**What the task requires**. Reproduce the lines from the one holding "tree branch, which" through the last line, inclusive, substituting "central point" for "innermost point" and keeping all else unchanged.

────

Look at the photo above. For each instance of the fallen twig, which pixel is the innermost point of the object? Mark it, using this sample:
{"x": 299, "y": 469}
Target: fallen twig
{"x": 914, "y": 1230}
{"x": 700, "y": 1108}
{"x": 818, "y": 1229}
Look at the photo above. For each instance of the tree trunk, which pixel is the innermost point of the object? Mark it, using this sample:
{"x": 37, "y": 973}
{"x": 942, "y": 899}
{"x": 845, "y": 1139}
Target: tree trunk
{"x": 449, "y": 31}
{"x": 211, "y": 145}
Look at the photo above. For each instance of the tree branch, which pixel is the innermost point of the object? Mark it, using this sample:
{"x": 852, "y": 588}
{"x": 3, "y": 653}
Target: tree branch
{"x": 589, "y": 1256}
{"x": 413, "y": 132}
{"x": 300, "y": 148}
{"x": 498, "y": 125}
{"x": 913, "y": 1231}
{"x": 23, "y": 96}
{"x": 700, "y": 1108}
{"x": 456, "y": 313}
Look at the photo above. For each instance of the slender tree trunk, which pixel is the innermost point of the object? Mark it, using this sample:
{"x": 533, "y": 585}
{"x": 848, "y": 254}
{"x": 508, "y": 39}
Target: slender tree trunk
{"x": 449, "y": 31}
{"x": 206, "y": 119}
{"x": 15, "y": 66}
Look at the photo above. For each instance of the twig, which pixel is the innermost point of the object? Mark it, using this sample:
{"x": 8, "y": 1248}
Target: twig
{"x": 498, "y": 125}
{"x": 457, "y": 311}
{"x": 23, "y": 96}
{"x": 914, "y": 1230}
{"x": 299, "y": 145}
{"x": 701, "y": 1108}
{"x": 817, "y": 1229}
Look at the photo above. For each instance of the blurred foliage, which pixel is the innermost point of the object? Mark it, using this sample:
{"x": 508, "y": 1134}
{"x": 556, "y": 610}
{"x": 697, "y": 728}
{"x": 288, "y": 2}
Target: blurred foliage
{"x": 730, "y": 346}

────

**Problem solution**.
Look at the photo above. For each instance of the tree branch, which pixel is the central point of the object? Mark it, using this sample:
{"x": 852, "y": 588}
{"x": 3, "y": 653}
Target: tree branch
{"x": 589, "y": 1256}
{"x": 413, "y": 132}
{"x": 300, "y": 148}
{"x": 498, "y": 125}
{"x": 913, "y": 1231}
{"x": 23, "y": 96}
{"x": 700, "y": 1108}
{"x": 456, "y": 313}
Look at the photo above. For each instance of the slender tree trunk, which pixel is the central point of the object? Mark it, using this sample:
{"x": 533, "y": 585}
{"x": 848, "y": 254}
{"x": 508, "y": 39}
Target: slender tree trunk
{"x": 449, "y": 31}
{"x": 206, "y": 119}
{"x": 15, "y": 66}
Look at the photo above. For each instance of the twig, which pixel is the central point of the object? Mark it, using this sample:
{"x": 8, "y": 1248}
Target: twig
{"x": 498, "y": 125}
{"x": 457, "y": 311}
{"x": 23, "y": 96}
{"x": 914, "y": 1230}
{"x": 299, "y": 145}
{"x": 701, "y": 1108}
{"x": 817, "y": 1229}
Look at the photo above. For each instance of the blurred foliage, which pixel is the central point of the object? Mark it, using this sample:
{"x": 508, "y": 1134}
{"x": 556, "y": 610}
{"x": 697, "y": 728}
{"x": 288, "y": 2}
Target: blurred foliage
{"x": 730, "y": 346}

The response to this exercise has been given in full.